Set exercise:
All of the records listed below should be retyped exactly.

[Point labeling dataset excerpts]
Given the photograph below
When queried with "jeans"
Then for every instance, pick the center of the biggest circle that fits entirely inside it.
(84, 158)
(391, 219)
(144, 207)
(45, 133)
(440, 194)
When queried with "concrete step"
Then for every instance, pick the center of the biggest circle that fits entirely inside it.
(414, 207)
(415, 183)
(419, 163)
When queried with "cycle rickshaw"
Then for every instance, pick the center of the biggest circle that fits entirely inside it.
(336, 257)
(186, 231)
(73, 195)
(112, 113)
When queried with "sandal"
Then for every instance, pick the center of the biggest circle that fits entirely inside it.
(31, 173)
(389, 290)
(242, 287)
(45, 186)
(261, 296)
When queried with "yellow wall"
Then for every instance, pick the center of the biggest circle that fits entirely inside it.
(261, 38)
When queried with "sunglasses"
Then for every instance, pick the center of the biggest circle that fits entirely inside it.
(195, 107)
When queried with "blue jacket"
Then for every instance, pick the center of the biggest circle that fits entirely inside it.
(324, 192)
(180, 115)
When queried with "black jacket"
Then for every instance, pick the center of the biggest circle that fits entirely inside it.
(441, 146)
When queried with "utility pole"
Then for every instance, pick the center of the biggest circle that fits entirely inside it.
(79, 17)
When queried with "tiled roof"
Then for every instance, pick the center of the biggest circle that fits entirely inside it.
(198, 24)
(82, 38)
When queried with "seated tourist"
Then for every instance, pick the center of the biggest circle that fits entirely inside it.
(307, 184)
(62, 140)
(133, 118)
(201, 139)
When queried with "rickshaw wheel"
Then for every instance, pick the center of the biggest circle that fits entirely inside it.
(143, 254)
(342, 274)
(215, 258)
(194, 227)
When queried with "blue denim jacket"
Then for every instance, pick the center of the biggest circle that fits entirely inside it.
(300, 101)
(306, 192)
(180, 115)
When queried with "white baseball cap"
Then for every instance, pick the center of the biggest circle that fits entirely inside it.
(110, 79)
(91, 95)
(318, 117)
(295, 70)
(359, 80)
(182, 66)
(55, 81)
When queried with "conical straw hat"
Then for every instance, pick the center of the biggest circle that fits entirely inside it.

Answer to this problem:
Given the photograph below
When queried with "jeans"
Then for every instance, pick the center of the biggest circle that fits entirely inside it.
(84, 158)
(391, 219)
(144, 207)
(45, 133)
(440, 194)
When queried with "concrete step"
Then for every instance, pick the center of the biggest circle that fits entirely inside it.
(414, 207)
(415, 183)
(419, 163)
When queried with "cycle rickshaw"
Then for every instance, pick the center of the biggest circle that fits entirely inside it.
(336, 257)
(186, 231)
(73, 195)
(112, 113)
When queried with "sandal"
Then for every instance, pick the center of the biggest circle that fits entirely inside it.
(31, 173)
(389, 290)
(242, 287)
(45, 186)
(261, 296)
When queried with "yellow wall"
Then for every instance, pick the center of the biggest circle that fits entirely inside it.
(261, 38)
When queried with "sunglasses"
Then for every instance, pick the center of the biggest circle that fits entirely inside it.
(195, 107)
When queried with "blue jacket"
Then for every instance, pick the center of the biggest circle that fits entirely inside it.
(324, 192)
(180, 115)
When queried with "black jacket"
Then for every instance, pick the center of the biggest circle that fits entirely inside it.
(441, 146)
When queried with "utility pole"
Then for every instance, pick the center of the biggest circle that fits entirely inside it.
(79, 17)
When queried with "tiled roof"
Then for every instance, pick the center of the biggest circle that fits entirely inside it.
(198, 24)
(82, 38)
When queried with "seated tourist"
Then for every instance, pick the center of the biggest circle that fits entirely inside it.
(307, 184)
(62, 140)
(133, 118)
(201, 139)
When queried with "rickshaw wheel"
Then for every instance, pick the center of the biggest circle that fits entirely inside it.
(143, 254)
(342, 274)
(215, 258)
(194, 227)
When queried with "blue denim jacket"
Then for every instance, pick the center of the biggest circle that fits entirely inside it.
(300, 101)
(306, 192)
(180, 115)
When queried with "white baseball cap"
Then for every instance, pick the center of the biggest circle that fits entirely inside it.
(110, 79)
(91, 95)
(318, 117)
(295, 70)
(359, 80)
(182, 66)
(55, 81)
When queried with "conical straw hat"
Then for every instance, pick the center of the biggest circle that fits entirely inside it.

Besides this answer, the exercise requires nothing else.